THE PROBLEM
Emit the line that holds "task: outline the <item>sheared" and all lines following it through the end of the data, verbatim, and nothing else.
++++++++++++++++++++
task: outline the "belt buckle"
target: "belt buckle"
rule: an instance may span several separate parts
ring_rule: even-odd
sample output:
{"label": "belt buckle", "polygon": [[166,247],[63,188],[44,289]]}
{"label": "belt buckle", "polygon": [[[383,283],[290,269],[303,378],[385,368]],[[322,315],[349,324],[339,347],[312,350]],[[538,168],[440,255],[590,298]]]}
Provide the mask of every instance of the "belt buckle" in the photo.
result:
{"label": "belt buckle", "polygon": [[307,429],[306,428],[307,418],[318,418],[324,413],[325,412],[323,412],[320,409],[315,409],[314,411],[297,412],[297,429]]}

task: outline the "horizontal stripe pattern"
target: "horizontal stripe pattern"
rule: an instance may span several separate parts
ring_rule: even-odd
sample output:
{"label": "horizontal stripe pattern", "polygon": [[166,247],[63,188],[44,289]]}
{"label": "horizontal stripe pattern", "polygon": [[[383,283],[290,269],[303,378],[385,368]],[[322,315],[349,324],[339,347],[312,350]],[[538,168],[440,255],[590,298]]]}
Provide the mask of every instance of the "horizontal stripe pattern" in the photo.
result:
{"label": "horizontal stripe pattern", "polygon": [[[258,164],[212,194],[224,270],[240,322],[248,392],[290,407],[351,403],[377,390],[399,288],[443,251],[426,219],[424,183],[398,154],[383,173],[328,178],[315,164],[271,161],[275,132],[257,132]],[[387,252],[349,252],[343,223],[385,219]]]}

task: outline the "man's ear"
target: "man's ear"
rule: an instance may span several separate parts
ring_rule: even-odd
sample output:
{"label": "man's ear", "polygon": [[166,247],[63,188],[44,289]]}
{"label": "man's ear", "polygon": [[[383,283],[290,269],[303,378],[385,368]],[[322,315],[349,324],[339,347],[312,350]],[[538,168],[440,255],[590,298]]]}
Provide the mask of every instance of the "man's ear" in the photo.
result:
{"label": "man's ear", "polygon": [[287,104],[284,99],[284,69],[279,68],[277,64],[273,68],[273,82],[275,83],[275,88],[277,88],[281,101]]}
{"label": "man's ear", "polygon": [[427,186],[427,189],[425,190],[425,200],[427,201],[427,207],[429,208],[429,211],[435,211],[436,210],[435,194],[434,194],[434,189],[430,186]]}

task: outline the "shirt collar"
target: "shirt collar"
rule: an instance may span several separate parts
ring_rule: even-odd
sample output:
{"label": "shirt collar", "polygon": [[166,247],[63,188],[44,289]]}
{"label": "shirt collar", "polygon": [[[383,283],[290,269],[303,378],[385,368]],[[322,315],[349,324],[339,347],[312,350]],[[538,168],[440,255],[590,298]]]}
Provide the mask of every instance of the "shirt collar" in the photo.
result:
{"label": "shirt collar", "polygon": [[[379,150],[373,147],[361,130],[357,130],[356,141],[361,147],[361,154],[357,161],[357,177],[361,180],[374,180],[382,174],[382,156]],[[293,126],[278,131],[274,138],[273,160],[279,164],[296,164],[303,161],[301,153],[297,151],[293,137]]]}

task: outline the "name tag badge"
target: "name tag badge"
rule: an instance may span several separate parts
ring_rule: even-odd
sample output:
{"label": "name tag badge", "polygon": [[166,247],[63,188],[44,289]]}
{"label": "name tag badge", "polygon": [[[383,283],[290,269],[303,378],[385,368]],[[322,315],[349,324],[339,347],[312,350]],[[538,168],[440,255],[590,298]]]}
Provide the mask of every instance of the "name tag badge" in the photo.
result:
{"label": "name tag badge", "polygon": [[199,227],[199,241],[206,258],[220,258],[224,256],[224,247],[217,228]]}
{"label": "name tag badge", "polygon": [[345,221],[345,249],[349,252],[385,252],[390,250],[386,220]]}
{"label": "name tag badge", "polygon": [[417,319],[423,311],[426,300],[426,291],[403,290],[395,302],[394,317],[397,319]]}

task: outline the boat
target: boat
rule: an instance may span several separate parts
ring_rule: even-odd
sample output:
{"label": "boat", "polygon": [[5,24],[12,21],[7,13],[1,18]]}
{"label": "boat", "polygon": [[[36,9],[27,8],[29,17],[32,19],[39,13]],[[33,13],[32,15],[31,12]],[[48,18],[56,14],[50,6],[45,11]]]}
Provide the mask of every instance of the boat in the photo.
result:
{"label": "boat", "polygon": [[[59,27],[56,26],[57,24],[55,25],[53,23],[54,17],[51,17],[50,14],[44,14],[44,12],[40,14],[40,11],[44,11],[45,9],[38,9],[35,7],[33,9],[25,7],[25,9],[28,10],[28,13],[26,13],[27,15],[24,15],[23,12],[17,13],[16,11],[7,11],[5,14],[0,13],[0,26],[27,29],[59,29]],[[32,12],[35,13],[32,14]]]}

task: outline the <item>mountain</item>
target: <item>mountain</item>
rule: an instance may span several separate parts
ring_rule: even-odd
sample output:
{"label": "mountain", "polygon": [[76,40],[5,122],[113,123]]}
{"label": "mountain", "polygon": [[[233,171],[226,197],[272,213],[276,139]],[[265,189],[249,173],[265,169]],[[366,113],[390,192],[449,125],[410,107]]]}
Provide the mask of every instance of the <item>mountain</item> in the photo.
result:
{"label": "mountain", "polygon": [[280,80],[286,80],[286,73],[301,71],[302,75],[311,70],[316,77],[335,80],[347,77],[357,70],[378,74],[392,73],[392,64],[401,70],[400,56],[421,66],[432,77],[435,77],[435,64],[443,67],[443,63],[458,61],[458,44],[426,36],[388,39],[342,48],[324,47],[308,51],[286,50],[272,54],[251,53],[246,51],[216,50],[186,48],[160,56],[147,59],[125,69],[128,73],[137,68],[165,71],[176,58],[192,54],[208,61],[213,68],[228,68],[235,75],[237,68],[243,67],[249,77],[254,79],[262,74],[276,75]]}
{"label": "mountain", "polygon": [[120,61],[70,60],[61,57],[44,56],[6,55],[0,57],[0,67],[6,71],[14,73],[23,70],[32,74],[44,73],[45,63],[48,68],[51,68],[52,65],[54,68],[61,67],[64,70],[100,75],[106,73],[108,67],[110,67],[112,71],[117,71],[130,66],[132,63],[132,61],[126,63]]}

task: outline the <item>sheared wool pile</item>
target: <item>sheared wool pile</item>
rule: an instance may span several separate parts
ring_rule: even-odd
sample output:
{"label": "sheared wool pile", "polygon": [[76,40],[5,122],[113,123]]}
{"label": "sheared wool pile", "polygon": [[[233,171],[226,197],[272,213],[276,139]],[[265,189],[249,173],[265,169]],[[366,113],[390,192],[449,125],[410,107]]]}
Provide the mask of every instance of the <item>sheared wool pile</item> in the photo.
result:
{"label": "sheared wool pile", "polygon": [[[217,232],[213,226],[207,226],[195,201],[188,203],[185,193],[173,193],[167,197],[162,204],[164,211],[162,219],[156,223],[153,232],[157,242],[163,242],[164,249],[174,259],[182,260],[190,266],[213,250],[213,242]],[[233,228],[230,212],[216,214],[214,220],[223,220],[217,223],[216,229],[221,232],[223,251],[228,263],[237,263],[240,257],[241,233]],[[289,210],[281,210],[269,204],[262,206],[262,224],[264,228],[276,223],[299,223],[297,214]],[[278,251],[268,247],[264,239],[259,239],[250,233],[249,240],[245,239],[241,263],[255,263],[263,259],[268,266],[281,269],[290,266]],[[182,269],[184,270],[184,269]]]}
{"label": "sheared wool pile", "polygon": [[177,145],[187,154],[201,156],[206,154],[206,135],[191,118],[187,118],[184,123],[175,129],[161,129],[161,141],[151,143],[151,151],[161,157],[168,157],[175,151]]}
++++++++++++++++++++
FULL OUTPUT
task: outline the <item>sheared wool pile</item>
target: <item>sheared wool pile</item>
rule: an instance may span several separate parts
ring_rule: even-odd
sample output:
{"label": "sheared wool pile", "polygon": [[76,40],[5,122],[113,123]]}
{"label": "sheared wool pile", "polygon": [[[233,171],[226,197],[272,213],[276,139]],[[265,189],[249,173],[265,169]],[[366,113],[390,192],[449,125],[410,107]]]}
Provide the mask of every instance of the <item>sheared wool pile</item> in the photo.
result:
{"label": "sheared wool pile", "polygon": [[[217,232],[213,226],[207,226],[195,201],[188,203],[185,193],[173,193],[167,197],[162,204],[164,211],[162,219],[156,223],[153,232],[157,242],[163,242],[164,249],[174,259],[182,260],[190,266],[213,250],[213,242]],[[233,228],[230,212],[216,214],[214,220],[223,220],[217,223],[216,229],[221,232],[223,251],[228,263],[237,263],[240,257],[241,233]],[[289,210],[281,210],[269,204],[262,206],[262,224],[264,228],[276,223],[299,223],[297,214]],[[278,251],[268,247],[264,239],[259,239],[250,233],[249,240],[245,239],[241,263],[255,263],[263,259],[268,266],[281,269],[290,266]],[[182,269],[184,270],[184,269]]]}
{"label": "sheared wool pile", "polygon": [[177,145],[187,154],[201,156],[206,154],[206,135],[191,118],[187,118],[184,123],[175,129],[161,129],[161,141],[151,143],[151,151],[161,157],[168,157],[175,151]]}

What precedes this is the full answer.